— Extract provided —
By David Lennon
— Shortly before playing in what might have been the final professional game of his tainted career, Alex Rodriguez was turned down on Saturday in his request for a meeting to possibly broker a deal with Major League Baseball, sources confirmed, and now must wait for Monday to learn his fate along with the rest of the Biogenesis-linked crew.
That action seemed contrary to Rodriguez’s stance Friday night, when he annoyed MLB officials and the Yankees with his accusatory tone during a surreal tirade that suggested people were trying to find "creative" ways to "cancel" the remainder of his $275-million contract. He also made veiled references to the two as potential co-conspirators in attempting to keep him off the field.
Up to that point, MLB had been open to negotiating plea deals with the players allegedly connected to Biogenesis. But after Friday’s postgame rant, MLB decided it was done with Rodriguez, who was told - through the union as intermediary - that there would be no more discussion and that his sentence would be handed down Monday. ESPNNY reported late Saturday that Rodriguez is likely to be suspended through the 2014 season.

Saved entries
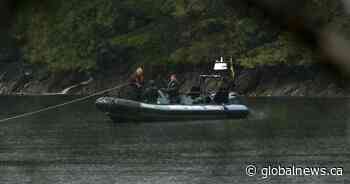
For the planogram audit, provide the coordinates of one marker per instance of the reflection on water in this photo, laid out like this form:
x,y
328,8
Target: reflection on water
x,y
78,144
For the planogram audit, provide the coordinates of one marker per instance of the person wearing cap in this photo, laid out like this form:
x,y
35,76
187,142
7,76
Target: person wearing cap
x,y
137,82
173,89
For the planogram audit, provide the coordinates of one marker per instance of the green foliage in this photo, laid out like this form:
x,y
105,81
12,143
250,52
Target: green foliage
x,y
67,35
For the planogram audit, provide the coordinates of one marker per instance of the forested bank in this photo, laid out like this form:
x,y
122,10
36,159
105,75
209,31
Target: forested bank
x,y
49,45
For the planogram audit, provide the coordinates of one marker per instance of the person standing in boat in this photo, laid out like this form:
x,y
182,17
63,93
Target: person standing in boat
x,y
173,89
137,83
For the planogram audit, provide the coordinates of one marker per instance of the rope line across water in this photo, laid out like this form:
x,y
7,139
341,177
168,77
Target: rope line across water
x,y
60,105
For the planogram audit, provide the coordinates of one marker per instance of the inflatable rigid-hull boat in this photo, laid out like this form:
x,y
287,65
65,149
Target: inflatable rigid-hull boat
x,y
121,110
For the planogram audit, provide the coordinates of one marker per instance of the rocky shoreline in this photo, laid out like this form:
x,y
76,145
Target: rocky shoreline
x,y
281,80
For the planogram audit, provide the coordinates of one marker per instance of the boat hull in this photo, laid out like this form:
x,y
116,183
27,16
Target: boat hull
x,y
121,110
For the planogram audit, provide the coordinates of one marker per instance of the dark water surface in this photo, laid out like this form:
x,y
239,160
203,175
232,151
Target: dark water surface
x,y
78,144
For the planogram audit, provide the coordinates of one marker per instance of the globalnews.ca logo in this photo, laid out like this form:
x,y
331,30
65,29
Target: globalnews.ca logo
x,y
271,171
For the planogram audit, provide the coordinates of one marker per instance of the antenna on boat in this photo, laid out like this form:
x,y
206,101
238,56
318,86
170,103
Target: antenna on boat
x,y
220,65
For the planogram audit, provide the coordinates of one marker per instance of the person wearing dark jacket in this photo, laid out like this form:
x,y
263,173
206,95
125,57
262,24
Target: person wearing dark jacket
x,y
151,93
173,90
136,83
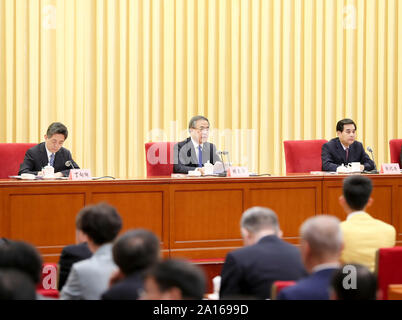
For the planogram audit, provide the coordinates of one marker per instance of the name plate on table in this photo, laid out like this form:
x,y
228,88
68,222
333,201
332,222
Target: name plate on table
x,y
238,172
390,168
80,174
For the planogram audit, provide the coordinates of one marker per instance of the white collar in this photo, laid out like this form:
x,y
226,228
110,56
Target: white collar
x,y
323,266
354,214
48,152
344,148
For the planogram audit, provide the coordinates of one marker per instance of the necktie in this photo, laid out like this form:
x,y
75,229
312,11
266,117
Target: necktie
x,y
51,161
199,156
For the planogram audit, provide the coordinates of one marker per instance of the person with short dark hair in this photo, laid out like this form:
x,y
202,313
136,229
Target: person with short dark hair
x,y
133,252
192,153
50,152
70,255
321,245
345,149
16,285
362,287
363,235
175,279
89,278
250,271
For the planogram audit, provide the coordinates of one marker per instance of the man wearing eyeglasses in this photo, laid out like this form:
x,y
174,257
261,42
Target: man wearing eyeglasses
x,y
192,153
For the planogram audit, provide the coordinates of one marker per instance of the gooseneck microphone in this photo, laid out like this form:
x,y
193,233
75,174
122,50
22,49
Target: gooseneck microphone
x,y
372,156
69,163
221,154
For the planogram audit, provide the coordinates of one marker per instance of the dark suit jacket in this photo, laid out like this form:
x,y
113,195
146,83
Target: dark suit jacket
x,y
127,289
250,271
314,287
36,158
333,155
185,157
69,256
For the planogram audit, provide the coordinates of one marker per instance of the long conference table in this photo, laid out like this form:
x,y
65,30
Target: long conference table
x,y
195,218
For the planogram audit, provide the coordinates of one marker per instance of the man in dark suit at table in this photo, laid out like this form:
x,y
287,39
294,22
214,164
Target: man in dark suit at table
x,y
50,152
321,245
344,149
195,151
249,272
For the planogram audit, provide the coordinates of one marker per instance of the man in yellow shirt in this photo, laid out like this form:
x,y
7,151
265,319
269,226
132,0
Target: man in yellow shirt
x,y
363,235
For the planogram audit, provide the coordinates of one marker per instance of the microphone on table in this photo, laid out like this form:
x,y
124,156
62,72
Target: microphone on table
x,y
69,163
372,156
221,154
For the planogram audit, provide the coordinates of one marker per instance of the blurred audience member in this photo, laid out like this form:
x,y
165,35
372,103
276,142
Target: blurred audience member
x,y
175,279
133,252
89,278
321,246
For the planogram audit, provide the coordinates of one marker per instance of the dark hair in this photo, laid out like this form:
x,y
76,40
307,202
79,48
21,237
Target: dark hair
x,y
366,284
181,274
357,191
16,285
136,250
57,128
101,223
194,119
21,256
341,124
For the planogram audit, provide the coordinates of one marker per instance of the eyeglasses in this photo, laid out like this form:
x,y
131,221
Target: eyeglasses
x,y
202,129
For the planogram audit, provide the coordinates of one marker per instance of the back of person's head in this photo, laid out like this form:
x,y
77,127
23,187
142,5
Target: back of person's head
x,y
57,128
257,219
21,256
101,223
176,279
16,285
357,191
354,282
323,235
136,250
341,123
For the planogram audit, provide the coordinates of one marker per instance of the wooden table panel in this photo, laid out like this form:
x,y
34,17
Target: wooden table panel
x,y
293,203
203,217
137,209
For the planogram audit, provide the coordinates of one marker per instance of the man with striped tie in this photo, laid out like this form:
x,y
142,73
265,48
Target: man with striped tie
x,y
195,151
345,149
50,152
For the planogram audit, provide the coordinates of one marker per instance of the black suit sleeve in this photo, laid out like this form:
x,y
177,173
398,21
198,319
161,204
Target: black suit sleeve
x,y
231,276
328,162
28,165
69,158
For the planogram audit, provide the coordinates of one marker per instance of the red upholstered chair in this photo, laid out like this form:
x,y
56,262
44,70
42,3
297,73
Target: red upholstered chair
x,y
159,157
388,268
277,286
11,157
303,156
395,146
47,286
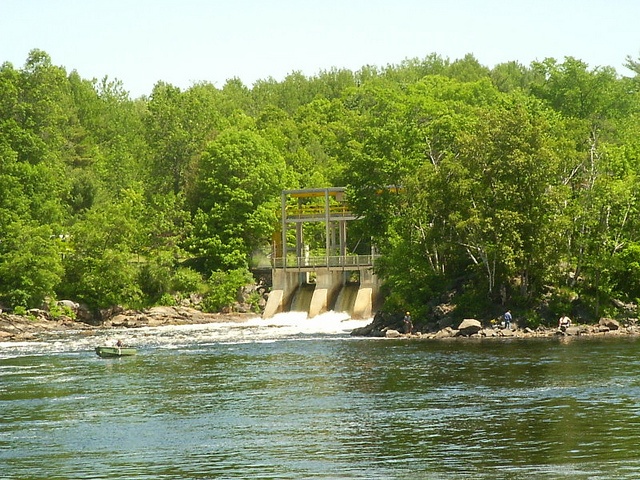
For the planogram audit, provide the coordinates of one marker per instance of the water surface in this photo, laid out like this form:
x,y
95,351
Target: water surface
x,y
295,399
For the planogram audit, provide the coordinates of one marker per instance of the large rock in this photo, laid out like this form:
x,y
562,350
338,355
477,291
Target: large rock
x,y
446,332
392,333
469,326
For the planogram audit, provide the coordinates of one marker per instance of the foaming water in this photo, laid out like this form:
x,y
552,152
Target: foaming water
x,y
289,325
297,398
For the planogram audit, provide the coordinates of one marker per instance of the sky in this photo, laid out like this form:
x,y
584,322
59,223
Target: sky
x,y
182,42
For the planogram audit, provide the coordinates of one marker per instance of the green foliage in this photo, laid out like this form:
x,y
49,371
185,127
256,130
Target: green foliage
x,y
224,288
186,281
494,183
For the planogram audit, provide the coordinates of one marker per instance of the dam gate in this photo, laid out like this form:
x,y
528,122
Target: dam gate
x,y
336,279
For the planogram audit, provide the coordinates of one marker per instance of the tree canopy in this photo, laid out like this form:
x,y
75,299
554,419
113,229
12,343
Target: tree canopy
x,y
507,185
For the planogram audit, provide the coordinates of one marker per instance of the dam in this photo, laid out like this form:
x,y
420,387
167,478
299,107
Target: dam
x,y
335,279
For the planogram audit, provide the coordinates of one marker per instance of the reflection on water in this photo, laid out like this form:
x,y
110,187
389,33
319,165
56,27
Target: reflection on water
x,y
290,400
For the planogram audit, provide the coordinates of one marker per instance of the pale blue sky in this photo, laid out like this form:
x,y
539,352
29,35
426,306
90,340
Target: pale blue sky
x,y
141,42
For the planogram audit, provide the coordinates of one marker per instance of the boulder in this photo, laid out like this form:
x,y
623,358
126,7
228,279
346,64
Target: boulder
x,y
609,322
469,326
392,334
446,333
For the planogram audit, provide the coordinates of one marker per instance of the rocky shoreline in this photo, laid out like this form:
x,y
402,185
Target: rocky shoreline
x,y
23,328
30,327
472,328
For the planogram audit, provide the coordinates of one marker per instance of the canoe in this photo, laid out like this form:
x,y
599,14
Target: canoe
x,y
115,351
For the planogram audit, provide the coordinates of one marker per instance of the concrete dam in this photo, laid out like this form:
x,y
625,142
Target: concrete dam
x,y
338,280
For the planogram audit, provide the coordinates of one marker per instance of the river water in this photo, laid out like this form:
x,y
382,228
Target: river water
x,y
293,398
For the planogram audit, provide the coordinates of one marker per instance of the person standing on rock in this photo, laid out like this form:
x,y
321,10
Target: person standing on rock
x,y
408,323
564,323
507,319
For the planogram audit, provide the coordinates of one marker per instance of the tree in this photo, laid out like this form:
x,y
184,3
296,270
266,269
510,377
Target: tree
x,y
235,198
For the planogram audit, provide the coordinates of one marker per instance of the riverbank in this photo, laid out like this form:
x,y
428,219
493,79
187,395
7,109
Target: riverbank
x,y
21,328
382,326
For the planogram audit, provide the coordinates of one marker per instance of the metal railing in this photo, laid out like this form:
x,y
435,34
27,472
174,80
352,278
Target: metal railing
x,y
338,261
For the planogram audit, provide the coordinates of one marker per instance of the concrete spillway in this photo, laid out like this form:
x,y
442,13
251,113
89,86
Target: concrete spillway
x,y
292,292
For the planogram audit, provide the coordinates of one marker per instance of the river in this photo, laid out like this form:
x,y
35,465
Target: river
x,y
293,398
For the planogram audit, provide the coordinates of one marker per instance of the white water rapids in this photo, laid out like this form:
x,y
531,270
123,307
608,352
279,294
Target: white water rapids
x,y
283,326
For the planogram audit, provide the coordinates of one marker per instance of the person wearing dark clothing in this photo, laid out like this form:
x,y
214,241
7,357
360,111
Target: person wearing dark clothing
x,y
408,323
507,320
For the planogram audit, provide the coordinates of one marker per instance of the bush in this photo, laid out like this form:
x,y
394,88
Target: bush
x,y
224,287
186,281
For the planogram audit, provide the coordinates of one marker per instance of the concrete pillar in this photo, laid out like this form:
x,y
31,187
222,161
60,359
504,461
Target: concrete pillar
x,y
328,284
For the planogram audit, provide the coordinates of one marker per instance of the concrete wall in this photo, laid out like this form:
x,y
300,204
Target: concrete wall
x,y
328,284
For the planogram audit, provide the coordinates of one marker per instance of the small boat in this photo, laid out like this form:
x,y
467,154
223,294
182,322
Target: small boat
x,y
105,351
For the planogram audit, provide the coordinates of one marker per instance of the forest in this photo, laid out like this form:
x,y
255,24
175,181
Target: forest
x,y
483,187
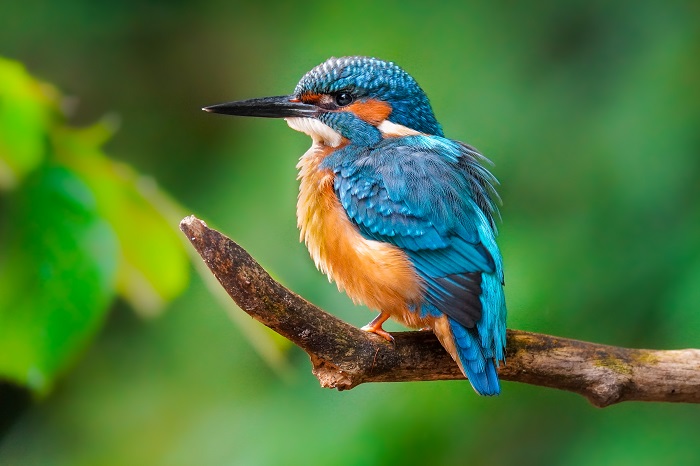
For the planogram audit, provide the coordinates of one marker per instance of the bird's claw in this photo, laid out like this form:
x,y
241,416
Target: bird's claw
x,y
378,331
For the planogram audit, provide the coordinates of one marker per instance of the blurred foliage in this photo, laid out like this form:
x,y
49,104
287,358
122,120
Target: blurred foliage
x,y
589,110
77,231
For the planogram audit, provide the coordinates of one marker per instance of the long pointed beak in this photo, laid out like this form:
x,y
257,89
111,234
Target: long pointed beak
x,y
267,107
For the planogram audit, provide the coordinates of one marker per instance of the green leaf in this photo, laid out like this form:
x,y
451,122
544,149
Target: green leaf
x,y
56,279
25,105
153,264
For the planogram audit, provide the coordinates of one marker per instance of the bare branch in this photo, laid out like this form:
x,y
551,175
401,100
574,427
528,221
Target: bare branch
x,y
344,356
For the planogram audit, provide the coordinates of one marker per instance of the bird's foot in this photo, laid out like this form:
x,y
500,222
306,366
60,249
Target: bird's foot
x,y
376,327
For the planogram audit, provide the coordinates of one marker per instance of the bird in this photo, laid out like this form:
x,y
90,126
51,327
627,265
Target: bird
x,y
402,218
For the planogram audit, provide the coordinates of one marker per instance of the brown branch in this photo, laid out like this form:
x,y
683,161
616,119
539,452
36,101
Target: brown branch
x,y
344,356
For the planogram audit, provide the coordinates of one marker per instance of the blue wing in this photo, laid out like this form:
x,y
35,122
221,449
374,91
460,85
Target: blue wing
x,y
430,197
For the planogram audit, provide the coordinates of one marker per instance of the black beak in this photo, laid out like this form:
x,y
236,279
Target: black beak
x,y
267,107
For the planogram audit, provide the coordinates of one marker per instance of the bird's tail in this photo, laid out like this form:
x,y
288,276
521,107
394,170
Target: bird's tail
x,y
464,345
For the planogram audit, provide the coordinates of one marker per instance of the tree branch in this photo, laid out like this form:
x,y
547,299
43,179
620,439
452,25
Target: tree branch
x,y
344,356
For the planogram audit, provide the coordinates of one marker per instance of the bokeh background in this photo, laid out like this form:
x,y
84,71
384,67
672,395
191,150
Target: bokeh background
x,y
590,111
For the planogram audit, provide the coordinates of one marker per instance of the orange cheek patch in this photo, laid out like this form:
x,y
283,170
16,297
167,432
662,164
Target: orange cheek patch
x,y
371,111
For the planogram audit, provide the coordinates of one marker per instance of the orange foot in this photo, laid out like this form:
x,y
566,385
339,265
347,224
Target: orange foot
x,y
376,327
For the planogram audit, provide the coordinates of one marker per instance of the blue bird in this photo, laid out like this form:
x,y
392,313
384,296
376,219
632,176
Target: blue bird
x,y
399,216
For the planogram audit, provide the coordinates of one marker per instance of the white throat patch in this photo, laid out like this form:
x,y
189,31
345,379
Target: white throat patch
x,y
320,132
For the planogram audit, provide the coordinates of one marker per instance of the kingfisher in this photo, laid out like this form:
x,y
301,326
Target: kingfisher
x,y
399,216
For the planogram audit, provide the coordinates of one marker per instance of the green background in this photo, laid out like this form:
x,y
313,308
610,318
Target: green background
x,y
590,111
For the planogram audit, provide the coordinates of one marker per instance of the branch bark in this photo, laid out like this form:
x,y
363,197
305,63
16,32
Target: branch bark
x,y
344,356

— Problem description —
In the Alex Rodriguez article, what is the stated total value of the contract Rodriguez claimed people were trying to "cancel"?

— Exercise output —
$275 million.